──────── PASAJE CITADO

Dos citas

Estaban Linda Limatta y su hermana Sue, y también Mary Powers, Marcia Nastle y Luanne Turnen Estaban Barb Gilliam, Lisa Dean, Debbie Johnson, no me invento nada. Denise Hopkins, Cheryl Hopkins, Karen Hopkins y cualquier otra Hopkins. Estaban Kathy Minto y Kathy Collins, Kathy Root y Cathy O’Rourke, sí, si se llamaba Kathy también serviría. Estaban Mary Sue Johnson, Mary Jo Madore, Mary Sue Rauschl y Maribeth Beach. Jill Williams, Diane Peter, Lora Hitchcock, Wendy Carrell, Jeanie Malin, Madeline Peroni, Louise Prine, Suzanne Flynn y Susie Hicks, y no había ni una de ellas, ni una sola de ellas, a la que me atreviera a acercarme y simplemente preguntarle si quería venir conmigo al cine un viernes por la noche.

────────────────

TRABAJO POR REALIZAR:
Cita íntegramente el texto «Dos citas», sin alterar ninguna palabra ni signo.

──────── EXTRACTOS DE DATOS

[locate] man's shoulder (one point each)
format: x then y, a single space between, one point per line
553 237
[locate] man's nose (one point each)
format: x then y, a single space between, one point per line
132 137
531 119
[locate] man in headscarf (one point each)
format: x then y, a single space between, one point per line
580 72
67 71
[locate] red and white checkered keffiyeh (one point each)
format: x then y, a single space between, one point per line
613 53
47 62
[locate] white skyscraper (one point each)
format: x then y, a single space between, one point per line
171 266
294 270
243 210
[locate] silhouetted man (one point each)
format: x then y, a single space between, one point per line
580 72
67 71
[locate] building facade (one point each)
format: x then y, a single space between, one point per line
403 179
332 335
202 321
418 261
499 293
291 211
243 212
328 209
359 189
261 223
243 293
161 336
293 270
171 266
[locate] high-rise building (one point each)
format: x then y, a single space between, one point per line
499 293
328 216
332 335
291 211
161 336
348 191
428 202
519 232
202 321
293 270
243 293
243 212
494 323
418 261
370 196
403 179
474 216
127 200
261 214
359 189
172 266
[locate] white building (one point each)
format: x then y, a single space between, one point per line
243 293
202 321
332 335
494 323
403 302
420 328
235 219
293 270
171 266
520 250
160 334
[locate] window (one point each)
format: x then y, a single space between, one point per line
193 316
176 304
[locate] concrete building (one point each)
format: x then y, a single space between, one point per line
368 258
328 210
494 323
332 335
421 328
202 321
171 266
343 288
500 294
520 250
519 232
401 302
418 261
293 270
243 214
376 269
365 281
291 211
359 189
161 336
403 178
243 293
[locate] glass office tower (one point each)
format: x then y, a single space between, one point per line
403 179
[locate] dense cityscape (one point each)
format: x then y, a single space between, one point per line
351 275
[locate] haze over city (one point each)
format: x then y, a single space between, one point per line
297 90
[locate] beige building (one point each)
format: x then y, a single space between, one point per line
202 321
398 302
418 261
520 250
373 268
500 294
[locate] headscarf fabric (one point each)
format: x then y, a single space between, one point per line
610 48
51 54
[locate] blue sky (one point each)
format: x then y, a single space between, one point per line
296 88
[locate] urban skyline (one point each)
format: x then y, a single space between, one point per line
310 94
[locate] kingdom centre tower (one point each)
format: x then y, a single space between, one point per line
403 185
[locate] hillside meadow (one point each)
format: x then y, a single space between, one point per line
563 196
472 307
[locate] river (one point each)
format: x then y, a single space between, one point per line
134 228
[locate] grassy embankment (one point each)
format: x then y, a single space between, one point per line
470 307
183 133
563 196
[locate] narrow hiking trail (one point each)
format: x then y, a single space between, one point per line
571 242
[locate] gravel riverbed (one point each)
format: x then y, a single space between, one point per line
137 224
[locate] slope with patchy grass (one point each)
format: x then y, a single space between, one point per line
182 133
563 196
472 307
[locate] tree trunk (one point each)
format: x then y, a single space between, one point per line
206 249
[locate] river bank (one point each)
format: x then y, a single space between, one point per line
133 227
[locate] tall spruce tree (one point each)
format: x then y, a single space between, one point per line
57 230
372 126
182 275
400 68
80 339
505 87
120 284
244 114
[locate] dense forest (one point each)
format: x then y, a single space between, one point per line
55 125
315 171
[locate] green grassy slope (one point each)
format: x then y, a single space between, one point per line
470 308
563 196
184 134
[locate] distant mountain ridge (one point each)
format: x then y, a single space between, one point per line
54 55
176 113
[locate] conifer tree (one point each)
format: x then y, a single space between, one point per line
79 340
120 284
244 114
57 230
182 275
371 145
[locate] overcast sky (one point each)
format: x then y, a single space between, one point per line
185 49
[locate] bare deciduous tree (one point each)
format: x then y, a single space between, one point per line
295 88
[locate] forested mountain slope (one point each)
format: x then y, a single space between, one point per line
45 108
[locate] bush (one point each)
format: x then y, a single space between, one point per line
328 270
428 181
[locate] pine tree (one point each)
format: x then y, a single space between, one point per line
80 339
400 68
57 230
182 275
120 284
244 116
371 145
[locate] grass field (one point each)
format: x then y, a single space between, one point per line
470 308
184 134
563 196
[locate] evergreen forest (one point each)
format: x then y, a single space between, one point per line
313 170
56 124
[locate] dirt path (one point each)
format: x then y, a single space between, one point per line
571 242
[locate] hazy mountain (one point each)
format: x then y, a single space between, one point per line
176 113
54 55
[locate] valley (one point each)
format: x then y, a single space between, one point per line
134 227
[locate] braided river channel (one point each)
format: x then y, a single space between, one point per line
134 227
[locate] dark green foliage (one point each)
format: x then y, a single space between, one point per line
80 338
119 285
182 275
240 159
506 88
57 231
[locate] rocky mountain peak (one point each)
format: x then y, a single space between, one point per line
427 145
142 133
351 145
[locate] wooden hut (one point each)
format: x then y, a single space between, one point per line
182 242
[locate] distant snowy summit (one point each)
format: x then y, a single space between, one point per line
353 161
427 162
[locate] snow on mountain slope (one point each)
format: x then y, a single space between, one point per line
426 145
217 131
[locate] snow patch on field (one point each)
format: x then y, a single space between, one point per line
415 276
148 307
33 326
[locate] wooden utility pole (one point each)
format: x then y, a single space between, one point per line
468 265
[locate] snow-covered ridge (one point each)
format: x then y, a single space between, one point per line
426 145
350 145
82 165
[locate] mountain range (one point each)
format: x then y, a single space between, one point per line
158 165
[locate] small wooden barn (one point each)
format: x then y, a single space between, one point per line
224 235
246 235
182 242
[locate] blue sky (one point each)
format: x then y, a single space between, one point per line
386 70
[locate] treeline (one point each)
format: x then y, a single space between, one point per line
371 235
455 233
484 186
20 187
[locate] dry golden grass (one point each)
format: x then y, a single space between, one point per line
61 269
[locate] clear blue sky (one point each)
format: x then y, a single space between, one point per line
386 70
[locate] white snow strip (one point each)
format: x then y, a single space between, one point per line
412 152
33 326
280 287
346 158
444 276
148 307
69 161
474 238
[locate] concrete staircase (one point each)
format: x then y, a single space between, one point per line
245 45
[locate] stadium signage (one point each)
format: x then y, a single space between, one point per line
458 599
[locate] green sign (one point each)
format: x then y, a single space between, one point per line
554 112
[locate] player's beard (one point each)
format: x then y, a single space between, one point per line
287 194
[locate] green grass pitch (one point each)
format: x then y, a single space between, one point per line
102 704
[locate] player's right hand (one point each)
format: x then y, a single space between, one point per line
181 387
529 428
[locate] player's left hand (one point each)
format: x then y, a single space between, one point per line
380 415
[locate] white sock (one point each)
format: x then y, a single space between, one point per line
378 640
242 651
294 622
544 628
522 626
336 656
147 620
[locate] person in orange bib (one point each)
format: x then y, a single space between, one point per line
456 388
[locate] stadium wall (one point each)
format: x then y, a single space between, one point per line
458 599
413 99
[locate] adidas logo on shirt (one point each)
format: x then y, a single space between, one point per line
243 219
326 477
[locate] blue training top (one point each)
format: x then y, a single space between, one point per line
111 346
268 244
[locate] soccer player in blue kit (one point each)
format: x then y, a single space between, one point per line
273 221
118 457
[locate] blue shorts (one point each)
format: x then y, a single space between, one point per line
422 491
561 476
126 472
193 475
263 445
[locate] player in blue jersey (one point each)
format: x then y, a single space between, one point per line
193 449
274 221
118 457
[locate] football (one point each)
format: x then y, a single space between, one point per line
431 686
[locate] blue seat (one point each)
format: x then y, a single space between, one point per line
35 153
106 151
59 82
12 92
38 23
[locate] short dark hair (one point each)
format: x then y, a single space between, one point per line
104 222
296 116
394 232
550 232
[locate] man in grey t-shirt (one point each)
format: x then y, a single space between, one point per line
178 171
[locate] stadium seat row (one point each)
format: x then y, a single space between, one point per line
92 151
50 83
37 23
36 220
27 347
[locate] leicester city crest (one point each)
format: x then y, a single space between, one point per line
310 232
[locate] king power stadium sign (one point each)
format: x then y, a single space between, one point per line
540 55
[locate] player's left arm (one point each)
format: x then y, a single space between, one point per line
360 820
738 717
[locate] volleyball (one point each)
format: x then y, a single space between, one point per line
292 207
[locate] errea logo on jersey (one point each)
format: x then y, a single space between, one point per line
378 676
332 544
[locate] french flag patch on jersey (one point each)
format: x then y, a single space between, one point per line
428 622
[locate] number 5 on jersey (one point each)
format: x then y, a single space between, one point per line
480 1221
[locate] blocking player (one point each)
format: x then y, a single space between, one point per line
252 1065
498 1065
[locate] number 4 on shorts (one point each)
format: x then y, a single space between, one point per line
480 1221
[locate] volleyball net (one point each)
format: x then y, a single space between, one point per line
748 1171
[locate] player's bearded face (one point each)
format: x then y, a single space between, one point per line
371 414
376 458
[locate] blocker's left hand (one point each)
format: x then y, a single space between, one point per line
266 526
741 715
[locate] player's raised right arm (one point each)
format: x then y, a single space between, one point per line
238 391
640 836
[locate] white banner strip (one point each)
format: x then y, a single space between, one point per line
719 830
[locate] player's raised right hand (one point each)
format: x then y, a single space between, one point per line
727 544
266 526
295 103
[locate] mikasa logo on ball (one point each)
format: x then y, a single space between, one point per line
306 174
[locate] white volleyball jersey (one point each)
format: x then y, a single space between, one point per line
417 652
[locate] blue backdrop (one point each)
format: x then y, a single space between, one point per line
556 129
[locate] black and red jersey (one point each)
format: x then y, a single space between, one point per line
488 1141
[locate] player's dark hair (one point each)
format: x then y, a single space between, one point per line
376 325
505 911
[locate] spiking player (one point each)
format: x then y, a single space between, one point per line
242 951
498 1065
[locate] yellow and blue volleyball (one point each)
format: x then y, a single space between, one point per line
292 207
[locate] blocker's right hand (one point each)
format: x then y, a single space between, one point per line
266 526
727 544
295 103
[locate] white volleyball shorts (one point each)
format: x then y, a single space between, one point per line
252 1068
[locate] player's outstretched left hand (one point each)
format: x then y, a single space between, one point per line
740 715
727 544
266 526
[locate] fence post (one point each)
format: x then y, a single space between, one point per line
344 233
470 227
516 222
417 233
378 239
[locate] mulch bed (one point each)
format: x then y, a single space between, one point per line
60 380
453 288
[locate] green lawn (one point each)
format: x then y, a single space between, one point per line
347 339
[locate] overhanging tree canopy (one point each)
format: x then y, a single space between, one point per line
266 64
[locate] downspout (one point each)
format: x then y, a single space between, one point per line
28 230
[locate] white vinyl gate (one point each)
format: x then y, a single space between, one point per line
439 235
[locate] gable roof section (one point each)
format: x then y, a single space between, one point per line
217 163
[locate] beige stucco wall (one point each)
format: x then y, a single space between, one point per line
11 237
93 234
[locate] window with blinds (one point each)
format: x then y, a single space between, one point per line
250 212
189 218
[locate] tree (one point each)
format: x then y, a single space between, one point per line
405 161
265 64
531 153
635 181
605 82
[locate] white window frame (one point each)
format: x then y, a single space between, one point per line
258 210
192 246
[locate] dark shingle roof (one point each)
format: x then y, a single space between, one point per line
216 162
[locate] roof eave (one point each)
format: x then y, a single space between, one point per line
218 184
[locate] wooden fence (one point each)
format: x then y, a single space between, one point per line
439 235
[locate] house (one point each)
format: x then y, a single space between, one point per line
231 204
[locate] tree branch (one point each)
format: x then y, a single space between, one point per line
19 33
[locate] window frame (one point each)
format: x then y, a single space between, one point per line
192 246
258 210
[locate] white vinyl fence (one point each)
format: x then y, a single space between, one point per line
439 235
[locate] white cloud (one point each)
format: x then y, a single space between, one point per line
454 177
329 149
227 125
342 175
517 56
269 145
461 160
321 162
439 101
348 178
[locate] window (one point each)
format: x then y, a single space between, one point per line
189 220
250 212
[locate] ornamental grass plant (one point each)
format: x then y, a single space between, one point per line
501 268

────────────────

RESPUESTA CORRESPONDIENTE:
Dos citas

Estaban Linda Limatta y su hermana Sue, y también Mary Powers, Marcia Nastle y Luanne Turnen Estaban Barb Gilliam, Lisa Dean, Debbie Johnson, no me invento nada. Denise Hopkins, Cheryl Hopkins, Karen Hopkins y cualquier otra Hopkins. Estaban Kathy Minto y Kathy Collins, Kathy Root y Cathy O’Rourke, sí, si se llamaba Kathy también serviría. Estaban Mary Sue Johnson, Mary Jo Madore, Mary Sue Rauschl y Maribeth Beach. Jill Williams, Diane Peter, Lora Hitchcock, Wendy Carrell, Jeanie Malin, Madeline Peroni, Louise Prine, Suzanne Flynn y Susie Hicks, y no había ni una de ellas, ni una sola de ellas, a la que me atreviera a acercarme y simplemente preguntarle si quería venir conmigo al cine un viernes por la noche.